> **Source records**
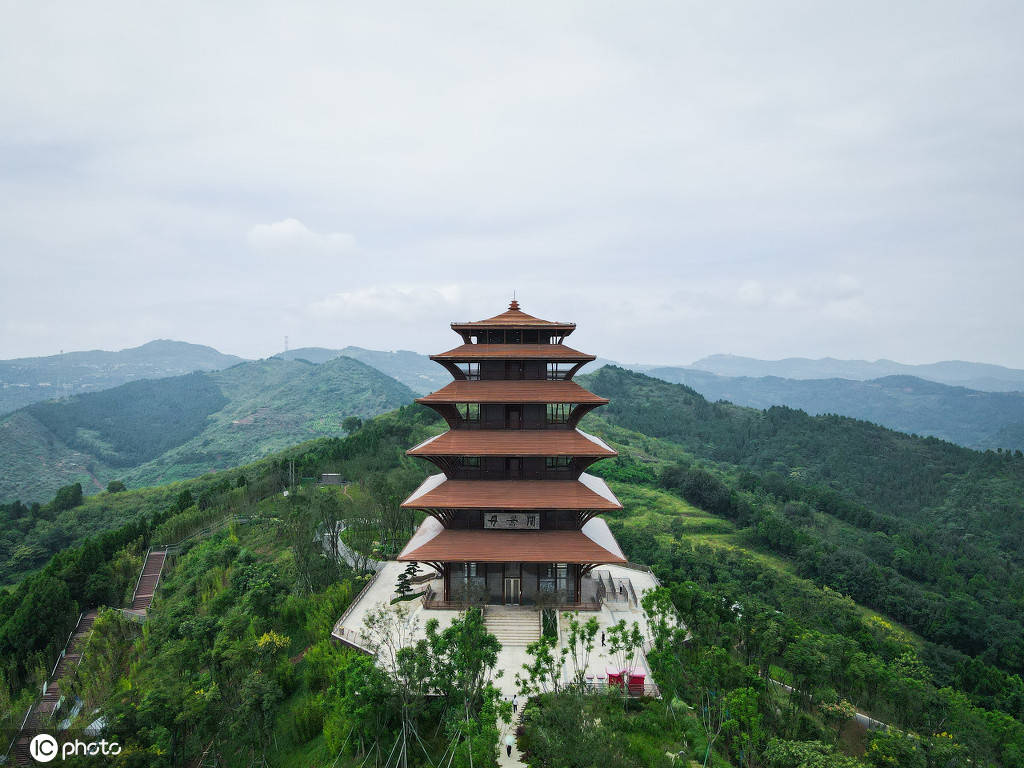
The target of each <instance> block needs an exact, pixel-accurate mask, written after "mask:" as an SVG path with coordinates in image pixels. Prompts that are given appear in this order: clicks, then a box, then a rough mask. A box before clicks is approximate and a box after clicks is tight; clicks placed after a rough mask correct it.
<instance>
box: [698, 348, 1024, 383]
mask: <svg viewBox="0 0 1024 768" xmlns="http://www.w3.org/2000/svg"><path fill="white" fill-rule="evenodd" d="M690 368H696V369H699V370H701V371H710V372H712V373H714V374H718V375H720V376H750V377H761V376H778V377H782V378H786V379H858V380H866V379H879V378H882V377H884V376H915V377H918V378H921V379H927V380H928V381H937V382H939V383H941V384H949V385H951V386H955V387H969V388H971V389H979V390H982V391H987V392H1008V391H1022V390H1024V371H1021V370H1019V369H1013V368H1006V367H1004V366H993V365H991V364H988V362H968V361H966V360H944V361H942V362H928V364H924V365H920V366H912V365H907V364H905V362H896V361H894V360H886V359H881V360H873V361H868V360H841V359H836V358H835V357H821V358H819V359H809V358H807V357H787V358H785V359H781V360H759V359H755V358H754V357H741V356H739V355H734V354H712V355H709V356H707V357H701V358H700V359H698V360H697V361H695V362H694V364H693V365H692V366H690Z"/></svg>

--

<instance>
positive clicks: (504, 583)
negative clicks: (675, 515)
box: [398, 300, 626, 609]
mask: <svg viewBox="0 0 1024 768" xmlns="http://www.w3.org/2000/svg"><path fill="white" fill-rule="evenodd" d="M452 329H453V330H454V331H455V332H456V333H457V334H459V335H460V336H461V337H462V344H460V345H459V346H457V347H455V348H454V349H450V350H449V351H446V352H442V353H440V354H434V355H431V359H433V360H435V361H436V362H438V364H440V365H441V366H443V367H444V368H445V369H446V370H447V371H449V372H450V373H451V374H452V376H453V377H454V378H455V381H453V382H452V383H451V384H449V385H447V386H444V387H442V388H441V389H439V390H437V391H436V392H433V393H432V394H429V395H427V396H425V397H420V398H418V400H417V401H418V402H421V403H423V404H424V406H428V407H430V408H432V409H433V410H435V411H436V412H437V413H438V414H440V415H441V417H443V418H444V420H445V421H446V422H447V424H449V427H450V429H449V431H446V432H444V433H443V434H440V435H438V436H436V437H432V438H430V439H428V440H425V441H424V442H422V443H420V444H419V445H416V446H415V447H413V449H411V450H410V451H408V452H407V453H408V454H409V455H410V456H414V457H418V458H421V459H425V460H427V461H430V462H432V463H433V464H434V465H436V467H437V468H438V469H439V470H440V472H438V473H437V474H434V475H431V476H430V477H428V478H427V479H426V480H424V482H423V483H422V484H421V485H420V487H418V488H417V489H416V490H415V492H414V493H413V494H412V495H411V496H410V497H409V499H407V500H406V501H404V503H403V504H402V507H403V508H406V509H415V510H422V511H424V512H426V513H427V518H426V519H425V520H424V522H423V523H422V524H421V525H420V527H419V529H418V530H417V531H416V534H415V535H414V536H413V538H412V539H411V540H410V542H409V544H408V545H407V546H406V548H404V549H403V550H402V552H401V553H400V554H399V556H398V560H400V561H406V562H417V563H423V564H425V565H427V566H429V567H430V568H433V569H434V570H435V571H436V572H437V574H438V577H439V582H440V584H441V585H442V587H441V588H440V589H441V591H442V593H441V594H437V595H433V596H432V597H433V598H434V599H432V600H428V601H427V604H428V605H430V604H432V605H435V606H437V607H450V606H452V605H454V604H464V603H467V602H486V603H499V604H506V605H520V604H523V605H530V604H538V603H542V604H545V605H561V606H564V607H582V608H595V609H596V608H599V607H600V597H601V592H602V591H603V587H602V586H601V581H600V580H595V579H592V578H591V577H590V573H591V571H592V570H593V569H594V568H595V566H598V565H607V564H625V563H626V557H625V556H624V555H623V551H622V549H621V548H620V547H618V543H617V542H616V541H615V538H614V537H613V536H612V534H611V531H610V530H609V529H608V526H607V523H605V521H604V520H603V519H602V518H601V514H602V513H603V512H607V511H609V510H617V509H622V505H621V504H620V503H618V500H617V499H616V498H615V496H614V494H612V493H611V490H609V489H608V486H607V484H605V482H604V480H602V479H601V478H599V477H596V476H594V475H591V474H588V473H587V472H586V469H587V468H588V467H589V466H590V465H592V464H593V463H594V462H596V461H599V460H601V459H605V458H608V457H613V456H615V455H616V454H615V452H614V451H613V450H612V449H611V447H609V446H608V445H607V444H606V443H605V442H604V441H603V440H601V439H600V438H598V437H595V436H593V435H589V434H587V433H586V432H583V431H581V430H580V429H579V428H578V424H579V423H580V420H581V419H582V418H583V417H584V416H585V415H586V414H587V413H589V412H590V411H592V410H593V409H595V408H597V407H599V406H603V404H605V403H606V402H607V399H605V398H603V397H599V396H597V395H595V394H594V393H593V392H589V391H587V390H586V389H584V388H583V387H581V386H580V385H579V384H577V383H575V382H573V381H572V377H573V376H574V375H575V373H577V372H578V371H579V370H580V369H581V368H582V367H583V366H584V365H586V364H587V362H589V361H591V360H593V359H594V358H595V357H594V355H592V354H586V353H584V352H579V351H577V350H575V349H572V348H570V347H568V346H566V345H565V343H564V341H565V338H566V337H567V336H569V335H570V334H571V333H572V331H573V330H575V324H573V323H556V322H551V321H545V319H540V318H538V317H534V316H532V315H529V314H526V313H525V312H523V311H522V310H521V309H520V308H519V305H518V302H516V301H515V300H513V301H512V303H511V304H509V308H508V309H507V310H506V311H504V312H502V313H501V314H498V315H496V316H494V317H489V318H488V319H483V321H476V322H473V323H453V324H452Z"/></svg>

> **Task requirements**
Please set down the lines of the listing word for word, starting at the line that contains "The target of" and ending at the line that contains "box: [698, 348, 1024, 383]". Include both of those lines.

> **Solution to this task**
The target of each <instance> block needs an exact, pixel-accurate mask, written after "mask:" as an SVG path with coordinates in image pixels. Prompts that are given appear in this order: clicks, then a box, then a rough mask. A box before clicks is approximate and a box after clicks is tight; clicks placed after a rough mask correct it.
<instance>
box: [698, 348, 1024, 383]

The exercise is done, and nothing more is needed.